EXERCISE :: Exactly as written, return every line of the data below apart from the pictures.
- - - - -
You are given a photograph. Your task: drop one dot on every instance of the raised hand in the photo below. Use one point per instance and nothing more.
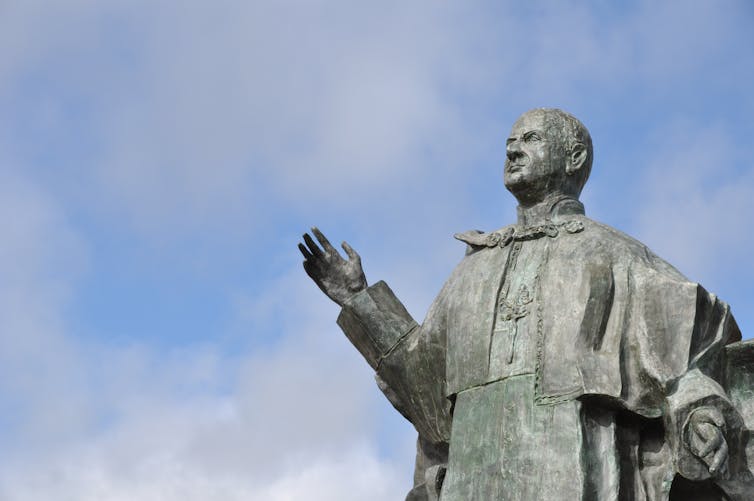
(705, 438)
(338, 278)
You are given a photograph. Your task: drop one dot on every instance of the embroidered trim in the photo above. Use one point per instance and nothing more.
(502, 238)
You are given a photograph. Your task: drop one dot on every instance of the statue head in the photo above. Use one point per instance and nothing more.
(548, 153)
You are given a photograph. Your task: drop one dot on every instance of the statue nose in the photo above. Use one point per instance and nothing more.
(512, 151)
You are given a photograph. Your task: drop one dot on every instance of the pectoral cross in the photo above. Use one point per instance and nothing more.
(510, 313)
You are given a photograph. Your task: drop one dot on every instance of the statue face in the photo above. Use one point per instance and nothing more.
(535, 162)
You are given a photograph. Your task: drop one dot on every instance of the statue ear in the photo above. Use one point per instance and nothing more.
(576, 159)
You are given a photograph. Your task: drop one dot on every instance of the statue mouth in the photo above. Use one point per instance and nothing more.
(516, 166)
(517, 161)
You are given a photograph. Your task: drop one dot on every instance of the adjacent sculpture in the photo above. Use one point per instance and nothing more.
(561, 360)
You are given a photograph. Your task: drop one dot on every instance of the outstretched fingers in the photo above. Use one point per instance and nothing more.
(352, 254)
(324, 241)
(313, 248)
(307, 255)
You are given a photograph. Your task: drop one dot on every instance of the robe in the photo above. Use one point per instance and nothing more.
(622, 348)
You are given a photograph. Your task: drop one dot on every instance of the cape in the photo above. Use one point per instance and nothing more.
(618, 325)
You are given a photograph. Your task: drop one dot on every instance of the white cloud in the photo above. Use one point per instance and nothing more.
(697, 202)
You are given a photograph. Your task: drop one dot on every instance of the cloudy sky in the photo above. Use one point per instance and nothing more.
(159, 161)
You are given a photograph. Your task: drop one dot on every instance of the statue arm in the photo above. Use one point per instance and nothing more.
(409, 358)
(701, 419)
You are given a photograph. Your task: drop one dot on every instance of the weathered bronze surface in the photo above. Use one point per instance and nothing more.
(562, 359)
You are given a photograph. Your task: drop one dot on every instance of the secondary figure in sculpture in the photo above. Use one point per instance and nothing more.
(561, 360)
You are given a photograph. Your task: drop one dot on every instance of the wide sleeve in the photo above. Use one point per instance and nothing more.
(409, 358)
(410, 363)
(680, 332)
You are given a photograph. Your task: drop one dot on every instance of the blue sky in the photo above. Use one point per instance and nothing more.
(160, 160)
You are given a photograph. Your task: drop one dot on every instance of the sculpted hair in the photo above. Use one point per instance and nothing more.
(569, 130)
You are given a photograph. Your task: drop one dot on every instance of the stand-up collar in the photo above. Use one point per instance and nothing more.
(549, 210)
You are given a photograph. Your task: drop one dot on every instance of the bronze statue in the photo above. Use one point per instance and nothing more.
(561, 360)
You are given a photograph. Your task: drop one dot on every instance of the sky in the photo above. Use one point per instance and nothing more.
(159, 162)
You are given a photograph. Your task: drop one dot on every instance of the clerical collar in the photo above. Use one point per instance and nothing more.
(549, 210)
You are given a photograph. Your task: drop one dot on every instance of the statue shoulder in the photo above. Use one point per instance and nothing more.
(625, 247)
(477, 240)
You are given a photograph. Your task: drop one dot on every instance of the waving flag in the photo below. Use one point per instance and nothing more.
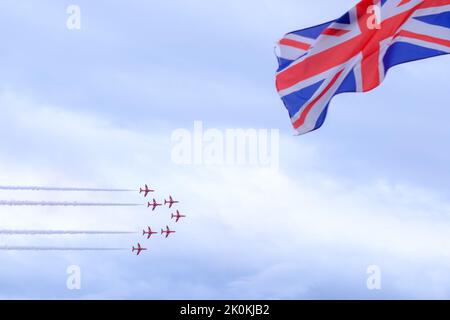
(354, 52)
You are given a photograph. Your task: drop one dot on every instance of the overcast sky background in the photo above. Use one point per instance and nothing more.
(97, 107)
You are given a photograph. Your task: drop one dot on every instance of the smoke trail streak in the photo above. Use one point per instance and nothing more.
(62, 232)
(40, 188)
(26, 248)
(65, 204)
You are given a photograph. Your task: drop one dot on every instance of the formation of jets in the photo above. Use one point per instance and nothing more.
(145, 190)
(149, 233)
(164, 231)
(178, 216)
(154, 204)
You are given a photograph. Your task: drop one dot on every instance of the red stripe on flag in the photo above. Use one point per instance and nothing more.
(295, 44)
(433, 3)
(300, 121)
(335, 32)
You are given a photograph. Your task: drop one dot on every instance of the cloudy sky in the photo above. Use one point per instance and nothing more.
(97, 107)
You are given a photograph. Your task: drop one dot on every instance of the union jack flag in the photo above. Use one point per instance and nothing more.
(354, 52)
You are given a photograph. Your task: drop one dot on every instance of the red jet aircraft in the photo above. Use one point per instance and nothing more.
(146, 190)
(177, 216)
(154, 205)
(138, 249)
(167, 231)
(148, 233)
(170, 202)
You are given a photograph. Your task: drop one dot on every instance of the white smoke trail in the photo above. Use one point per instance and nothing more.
(41, 188)
(62, 232)
(65, 204)
(26, 248)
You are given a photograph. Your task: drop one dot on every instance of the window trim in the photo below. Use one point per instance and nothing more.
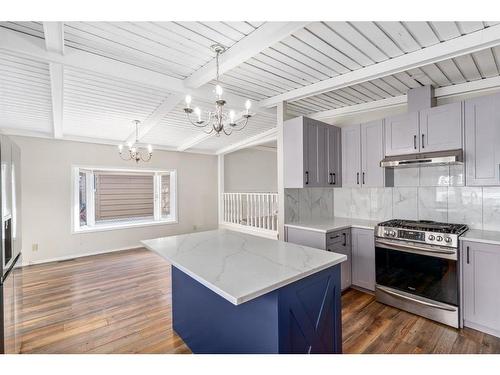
- - - - -
RESULT FOR THIS TASK ::
You are given a photograph. Your task: drop one dot on every instance of the raised hand in the photo below. Use one point per instance and nothing more.
(705, 438)
(338, 278)
You are given a photograph. Your task: drop one dot on every instance of the embroidered trim in the photo above. Use one point per instance and nothing more.
(502, 238)
You are given a photograph. Your task: drop one dot on every instance of the statue head in the photo above. Use one point per instance and nothing more.
(548, 153)
You are given a photograph. Your task: drop one dot on every instance of the statue nose in the photo above. Use one point per instance and nothing more.
(512, 151)
You are given a photograph. Your task: drop one dot on every instance of the pectoral cross in the photo above. Use one point per instance and nothing more.
(510, 313)
You are given a photograph. Your task: drop one dot on every instance of the statue face in the photo above. Use one point per instance and nothing more.
(535, 162)
You are given a photograph. Your task: drop one dot on every instance of the statue ear in the photo above. Use one point per instance and nothing more.
(576, 159)
You are given a photograph. Your task: drop one dot on every instance of the statue mouth in the photo above. Use one point per instance and nothing more.
(516, 166)
(517, 161)
You are given a photograph. Your task: drop one dot on every instance of the adjacent sculpture in the photo above. Use one point per instance and nothing more.
(561, 360)
You are given a photograph. Your task: drop one dot on every instance of the outstretched fingers in the photo above. Use one point per instance and nothing more.
(352, 254)
(324, 241)
(313, 248)
(307, 255)
You are given a photograph. Your task: drop one dot on every instance of the robe in the photo above. Use one point per instance and nothing more.
(622, 348)
You are given a photograph. Your task: drop one dot on every instance of the cape in the photo above. Use one point per instance and nothing more.
(618, 325)
You are given a photograph. Your task: drop one dot on every instance of the white cloud in the photo above. Use one point per instance and nothing more.
(697, 202)
You are given a photograph. Your task: drop one dot on every instance of the cloudy sky in the photo above. Use one point per instance and nothing more.
(159, 161)
You are given a photograph. Your task: drop one dot on every instance of the statue arm in the photo above. Use one point per instance and nothing more.
(409, 358)
(701, 419)
You are given a photograph. Your task: drop one dot on every instance of the weathered bronze surface in the photo above. Use one point per instance and nothing more.
(562, 359)
You are given a photograph. Your task: drop one dot on every instance of the secondary figure in sculpture in the photo above. Use one point per instance and nothing more.
(561, 360)
You are given a photograph. Your task: drop one dot on every instance of the wide sleeve in the photo above. Use one point per instance and nothing more.
(409, 358)
(410, 363)
(680, 332)
You are given a photograph. Your task: drop one dot on every instance of the blue sky in the photo above. Use one point per instance and nothing more.
(160, 160)
You are given a photograph. Your task: drop one dot on every instance of the sculpted hair in the photo above. Use one point per instance and nothing more.
(569, 130)
You are given a photograph. Your task: drop one dot on every instance of the stand-up collar in the photo above. Use one point per instance and nothing more.
(549, 210)
You are given a photograph. Your task: drop one dot on every instance of the bronze statue in the photo above. Use one point per instance and nothing more.
(561, 360)
You are given a photograph. Your task: drop one dot on every instance of the sky in the photo above. Use one point per instance and nothing more.
(159, 162)
You are given a photograph. Your task: drop one dot on every instance of the clerical collar in the photo above. Use one point per instance and nothing more.
(549, 210)
You are given a photograph. Your task: drop one dot on every instance of the statue shoulder in the photo above. Use one point per instance and nothing more.
(625, 247)
(477, 240)
You are given a photograph. Your task: drop one dot on every instance of the waving flag in the photo below. Use one point per instance and nothing more.
(354, 52)
You are given a photograph. Your task: drop one dot on every instance of the overcast sky background in the photo above. Use one point per instance and nothing more.
(97, 107)
You are given a photograph. Your task: drop one dot on every instance of the smoke trail streak in the photo above. Use one point per instance and nothing more.
(62, 232)
(40, 188)
(26, 248)
(65, 204)
You are given a photograph. Your task: drop one dot on every instance of the formation of jets in the photo above. Use one point per instance and nothing more.
(145, 190)
(149, 233)
(164, 231)
(178, 216)
(154, 204)
You are given a photograph. Your task: drop one dot on every instance of the red stripe on flag in the photo above. Use one point per instance and nothing more.
(295, 44)
(433, 3)
(300, 121)
(335, 32)
You are given a photograph. Your task: drop one dot on every instance of the cloudy sky in the photo above. Use one point per instance and nothing more.
(97, 107)
You are given a photograph. Your task: drop one dot on every instance of the union jack flag in the photo above. Use one point per instance and nothing more.
(354, 52)
You are given a photograph. Your task: drop one dot on every instance of the red jet aircraft in the photo above. Use one point per instance and nothing more.
(146, 190)
(177, 216)
(154, 205)
(138, 249)
(167, 231)
(148, 233)
(170, 202)
You are given a photograph. Your task: drop one dot on every instance of the white smoke trail in the photo above. Use one point per instance and nothing more.
(41, 188)
(62, 232)
(65, 204)
(26, 248)
You are given a photograph. Your task: drop one dot on every instance of the window trim in the photo below. Use one point per instance and nothing more.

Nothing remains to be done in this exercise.